**EXERCISE**
Here the job is to return only the lines of the material, exactly, from the first one to the line with "Reviewer note: confirm that every instance of the umbrella".

---*---

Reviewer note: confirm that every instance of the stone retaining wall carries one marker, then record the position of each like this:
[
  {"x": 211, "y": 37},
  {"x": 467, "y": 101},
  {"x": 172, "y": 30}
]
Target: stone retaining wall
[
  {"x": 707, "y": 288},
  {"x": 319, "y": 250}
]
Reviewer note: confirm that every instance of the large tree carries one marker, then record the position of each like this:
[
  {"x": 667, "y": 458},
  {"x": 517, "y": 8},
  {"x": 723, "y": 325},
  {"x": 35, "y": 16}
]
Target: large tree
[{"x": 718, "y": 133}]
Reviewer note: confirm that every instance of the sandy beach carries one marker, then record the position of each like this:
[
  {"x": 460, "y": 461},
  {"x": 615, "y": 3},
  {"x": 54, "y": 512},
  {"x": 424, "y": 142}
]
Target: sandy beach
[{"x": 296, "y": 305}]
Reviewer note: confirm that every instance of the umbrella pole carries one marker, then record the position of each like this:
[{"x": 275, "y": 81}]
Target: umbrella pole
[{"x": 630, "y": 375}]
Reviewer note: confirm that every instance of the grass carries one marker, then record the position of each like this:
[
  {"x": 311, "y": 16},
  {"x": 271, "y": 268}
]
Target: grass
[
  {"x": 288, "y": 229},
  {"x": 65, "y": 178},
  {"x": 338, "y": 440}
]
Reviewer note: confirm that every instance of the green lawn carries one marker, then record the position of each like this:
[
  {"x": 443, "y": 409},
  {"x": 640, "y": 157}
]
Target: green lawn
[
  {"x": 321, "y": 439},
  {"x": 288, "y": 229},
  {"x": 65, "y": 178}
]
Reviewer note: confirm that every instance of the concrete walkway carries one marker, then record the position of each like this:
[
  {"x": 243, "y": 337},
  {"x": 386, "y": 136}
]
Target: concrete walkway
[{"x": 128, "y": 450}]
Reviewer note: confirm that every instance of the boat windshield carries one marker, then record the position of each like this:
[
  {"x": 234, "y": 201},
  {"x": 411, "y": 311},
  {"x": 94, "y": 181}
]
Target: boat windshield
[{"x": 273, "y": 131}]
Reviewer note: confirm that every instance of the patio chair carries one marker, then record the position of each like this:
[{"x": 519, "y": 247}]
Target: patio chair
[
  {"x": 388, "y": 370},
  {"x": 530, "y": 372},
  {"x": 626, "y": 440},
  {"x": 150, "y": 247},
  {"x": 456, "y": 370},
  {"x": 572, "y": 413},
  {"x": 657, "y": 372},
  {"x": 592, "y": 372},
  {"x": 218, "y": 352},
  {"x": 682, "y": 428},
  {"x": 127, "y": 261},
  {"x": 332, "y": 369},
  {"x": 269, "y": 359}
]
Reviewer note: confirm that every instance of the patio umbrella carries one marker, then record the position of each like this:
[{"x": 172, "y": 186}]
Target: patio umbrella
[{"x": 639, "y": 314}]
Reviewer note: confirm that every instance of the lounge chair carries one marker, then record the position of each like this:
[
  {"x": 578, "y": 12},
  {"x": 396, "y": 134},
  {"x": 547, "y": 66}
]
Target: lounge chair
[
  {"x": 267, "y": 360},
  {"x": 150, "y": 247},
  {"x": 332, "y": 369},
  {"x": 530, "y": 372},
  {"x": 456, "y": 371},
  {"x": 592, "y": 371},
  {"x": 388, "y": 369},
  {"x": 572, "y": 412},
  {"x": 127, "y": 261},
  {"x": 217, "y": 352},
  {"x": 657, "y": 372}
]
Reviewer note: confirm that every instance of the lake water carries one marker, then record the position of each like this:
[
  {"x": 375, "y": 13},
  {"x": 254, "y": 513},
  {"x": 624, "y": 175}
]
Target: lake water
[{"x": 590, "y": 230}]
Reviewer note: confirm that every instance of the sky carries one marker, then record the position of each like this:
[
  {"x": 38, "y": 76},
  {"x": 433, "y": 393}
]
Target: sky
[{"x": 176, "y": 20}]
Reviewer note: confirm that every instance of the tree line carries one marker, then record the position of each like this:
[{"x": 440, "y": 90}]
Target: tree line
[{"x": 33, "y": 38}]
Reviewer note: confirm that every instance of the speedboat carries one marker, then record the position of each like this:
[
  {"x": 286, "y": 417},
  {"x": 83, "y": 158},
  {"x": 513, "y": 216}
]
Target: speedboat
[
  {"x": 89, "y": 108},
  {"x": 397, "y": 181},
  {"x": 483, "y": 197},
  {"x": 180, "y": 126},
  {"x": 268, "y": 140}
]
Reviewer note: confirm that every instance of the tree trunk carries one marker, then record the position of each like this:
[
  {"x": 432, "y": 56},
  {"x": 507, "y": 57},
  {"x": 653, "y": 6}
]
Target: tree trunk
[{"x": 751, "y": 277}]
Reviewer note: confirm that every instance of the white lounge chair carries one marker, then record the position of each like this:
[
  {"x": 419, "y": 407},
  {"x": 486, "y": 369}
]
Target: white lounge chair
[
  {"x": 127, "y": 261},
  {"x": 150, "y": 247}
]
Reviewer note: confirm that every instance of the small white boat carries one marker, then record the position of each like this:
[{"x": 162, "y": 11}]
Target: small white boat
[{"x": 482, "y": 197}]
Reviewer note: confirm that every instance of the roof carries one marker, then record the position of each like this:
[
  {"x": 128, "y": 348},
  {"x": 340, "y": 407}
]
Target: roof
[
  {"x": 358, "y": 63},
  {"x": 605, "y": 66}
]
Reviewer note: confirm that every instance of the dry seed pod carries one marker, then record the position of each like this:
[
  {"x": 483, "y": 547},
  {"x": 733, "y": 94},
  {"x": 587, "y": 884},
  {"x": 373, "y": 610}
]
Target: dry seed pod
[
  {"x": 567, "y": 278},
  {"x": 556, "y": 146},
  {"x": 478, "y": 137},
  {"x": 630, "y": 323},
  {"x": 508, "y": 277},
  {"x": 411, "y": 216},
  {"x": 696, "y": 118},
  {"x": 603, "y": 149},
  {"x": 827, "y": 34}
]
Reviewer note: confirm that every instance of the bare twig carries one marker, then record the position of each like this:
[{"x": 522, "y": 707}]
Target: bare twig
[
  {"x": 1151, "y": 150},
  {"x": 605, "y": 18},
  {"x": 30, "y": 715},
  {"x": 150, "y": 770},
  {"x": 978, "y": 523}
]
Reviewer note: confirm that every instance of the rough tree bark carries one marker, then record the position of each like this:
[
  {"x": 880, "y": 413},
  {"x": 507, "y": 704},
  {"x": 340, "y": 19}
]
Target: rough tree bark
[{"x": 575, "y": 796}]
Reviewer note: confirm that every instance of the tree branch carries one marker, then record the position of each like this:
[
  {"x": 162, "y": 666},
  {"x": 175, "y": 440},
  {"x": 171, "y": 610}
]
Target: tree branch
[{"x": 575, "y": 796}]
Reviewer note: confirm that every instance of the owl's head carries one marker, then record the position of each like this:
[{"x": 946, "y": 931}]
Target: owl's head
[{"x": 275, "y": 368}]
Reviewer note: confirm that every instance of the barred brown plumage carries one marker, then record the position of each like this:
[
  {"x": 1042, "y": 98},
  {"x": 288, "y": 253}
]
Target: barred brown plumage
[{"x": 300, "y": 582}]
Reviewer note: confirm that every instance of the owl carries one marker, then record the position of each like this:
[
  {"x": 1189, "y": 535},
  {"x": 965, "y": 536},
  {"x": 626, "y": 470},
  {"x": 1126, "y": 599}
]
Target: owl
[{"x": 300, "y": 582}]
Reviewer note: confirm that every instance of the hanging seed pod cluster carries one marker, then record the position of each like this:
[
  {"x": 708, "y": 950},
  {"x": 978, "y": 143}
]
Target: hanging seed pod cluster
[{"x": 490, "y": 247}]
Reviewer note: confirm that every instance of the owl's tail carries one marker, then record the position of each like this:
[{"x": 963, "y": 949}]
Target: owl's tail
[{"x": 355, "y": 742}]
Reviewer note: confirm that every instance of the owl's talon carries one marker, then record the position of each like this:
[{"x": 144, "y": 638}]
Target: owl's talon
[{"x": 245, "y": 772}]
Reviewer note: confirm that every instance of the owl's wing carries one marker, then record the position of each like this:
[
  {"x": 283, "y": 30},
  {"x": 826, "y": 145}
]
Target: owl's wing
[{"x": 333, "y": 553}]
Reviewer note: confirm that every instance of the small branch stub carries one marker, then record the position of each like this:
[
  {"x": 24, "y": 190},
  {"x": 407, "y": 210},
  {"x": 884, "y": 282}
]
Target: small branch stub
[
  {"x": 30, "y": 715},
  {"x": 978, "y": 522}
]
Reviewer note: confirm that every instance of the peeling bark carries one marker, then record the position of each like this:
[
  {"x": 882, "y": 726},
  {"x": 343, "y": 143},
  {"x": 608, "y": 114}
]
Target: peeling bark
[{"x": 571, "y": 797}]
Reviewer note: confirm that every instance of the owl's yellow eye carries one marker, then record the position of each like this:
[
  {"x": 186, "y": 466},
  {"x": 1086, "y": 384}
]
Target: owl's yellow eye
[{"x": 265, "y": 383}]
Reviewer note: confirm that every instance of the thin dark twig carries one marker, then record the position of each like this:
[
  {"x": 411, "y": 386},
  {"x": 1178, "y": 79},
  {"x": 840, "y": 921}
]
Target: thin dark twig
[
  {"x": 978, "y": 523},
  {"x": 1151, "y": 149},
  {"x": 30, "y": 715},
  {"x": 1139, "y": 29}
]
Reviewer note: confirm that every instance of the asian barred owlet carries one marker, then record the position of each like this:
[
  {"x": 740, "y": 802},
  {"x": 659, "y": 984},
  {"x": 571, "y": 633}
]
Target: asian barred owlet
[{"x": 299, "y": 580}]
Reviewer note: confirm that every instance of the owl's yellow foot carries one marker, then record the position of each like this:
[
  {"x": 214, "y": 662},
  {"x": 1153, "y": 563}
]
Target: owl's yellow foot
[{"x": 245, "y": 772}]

---*---

**RESULT FOR THIS TASK**
Reviewer note: confirm that every instance of the stone retaining wall carries one marker, then record the position of each like this:
[
  {"x": 211, "y": 37},
  {"x": 467, "y": 101},
  {"x": 172, "y": 30}
]
Target: stone retaining wall
[
  {"x": 707, "y": 288},
  {"x": 319, "y": 250}
]
Reviewer note: confirm that every instance of the large tree carries one marker, then record the position of each like this:
[
  {"x": 667, "y": 458},
  {"x": 517, "y": 8},
  {"x": 723, "y": 325},
  {"x": 35, "y": 16}
]
Target: large tree
[{"x": 718, "y": 133}]
Reviewer note: confirm that every instance of the sandy beach carries one marker, then record the position of each like this:
[
  {"x": 460, "y": 461},
  {"x": 615, "y": 3},
  {"x": 54, "y": 512},
  {"x": 424, "y": 142}
]
Target: sandy beach
[{"x": 296, "y": 305}]
Reviewer note: confirm that every instance of the umbrella pole carries one marker, then record the position of each like this:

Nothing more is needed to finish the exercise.